抜粋本文:
--------------------
なぜ、あれほど大型百貨店舗が集合という計画、
これは時代錯覚をしていると私は見ています。
インターネット流通時代に、店舗販売は一時的ブームでしょう。
しかもこの大震災にて、東日本は全滅という国難です。
これは被災地の復興どころではなくて、
ガラパゴス化してしまった日本そのものの再建だと考えます。
無論、被災地には報道で識るだけでも、
被災地格差が次第次第に大きくなり始めています。
この格差が、日本全国が差異性となっているならば、
その差異性それぞれの個性を活性化させればいいわけですが、
差異性は差別化に必ずつながります。
私はこの差別化が一番気がかりです。
とりわけ、原子力の話に触れようものなら、
反原発・脱原発が正論となっている今、
絶対的な原子力推進では無くて、
脱原発にためにも原子力発電の新たな革新をという私は、
まったく推進派と見られているようです。
--------------------
提供情報:
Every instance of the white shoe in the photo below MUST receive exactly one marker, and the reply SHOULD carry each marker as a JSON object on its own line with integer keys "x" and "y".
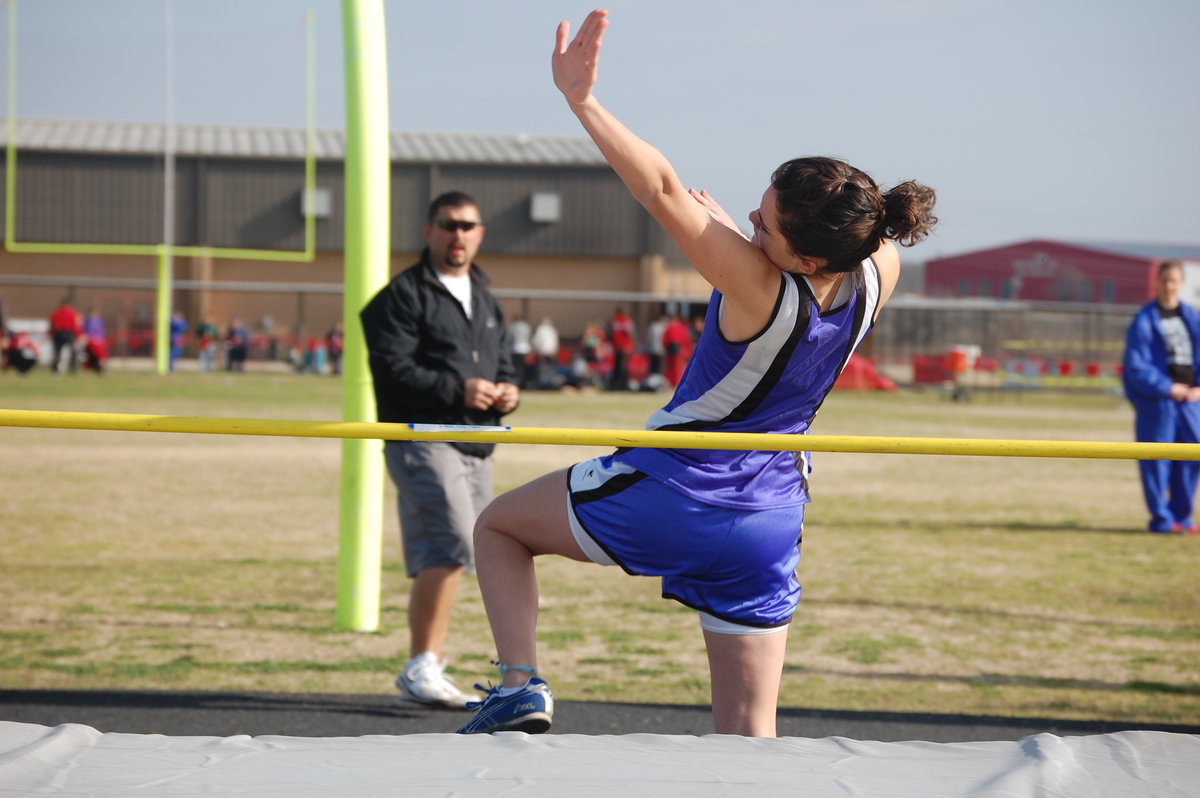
{"x": 424, "y": 682}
--------------------
課題:
1: 震災と日本の再建を論じた抜粋では、インターネット流通時代の店舗販売は何だと述べられているか。
2: 震災と日本の再建を論じた抜粋を、最後の文の後から書き継げ。

課題の解答:
1: 一時的ブームだと述べられている。

2:
「チャイナシンドローム」という映画がありました。
1979年製作直後にスリーマイル島原発事故でしたから、
この映画はまさに予言映画でした。
観直すと、映画冒頭での原子炉説明は、
連日、東京電力説明報道にそっくりです。
あの時代から原子力発電所システムは進化していません。
私は、「原子力発電自体の革新」から始めるべきと主張しています。
日本は今、冷静に冷徹に、そして、無駄な対立もせず、
シンドローム=症候群的事態と、パニック=野性的な混乱から、
いかに理性と知性で、この事態からの山積する問題解決を、
まさに瓦礫処理のごとく、懸命になる以外手立てはないでしょう。
そのとき、私たち自身が心がけるのは、
「祈望」するための合掌です。
まだ行方不明者が残っています。
私たちは鎮魂のために天皇両陛下のごとく合掌することで、
自分自身を落ち着かせることしかないように思っています。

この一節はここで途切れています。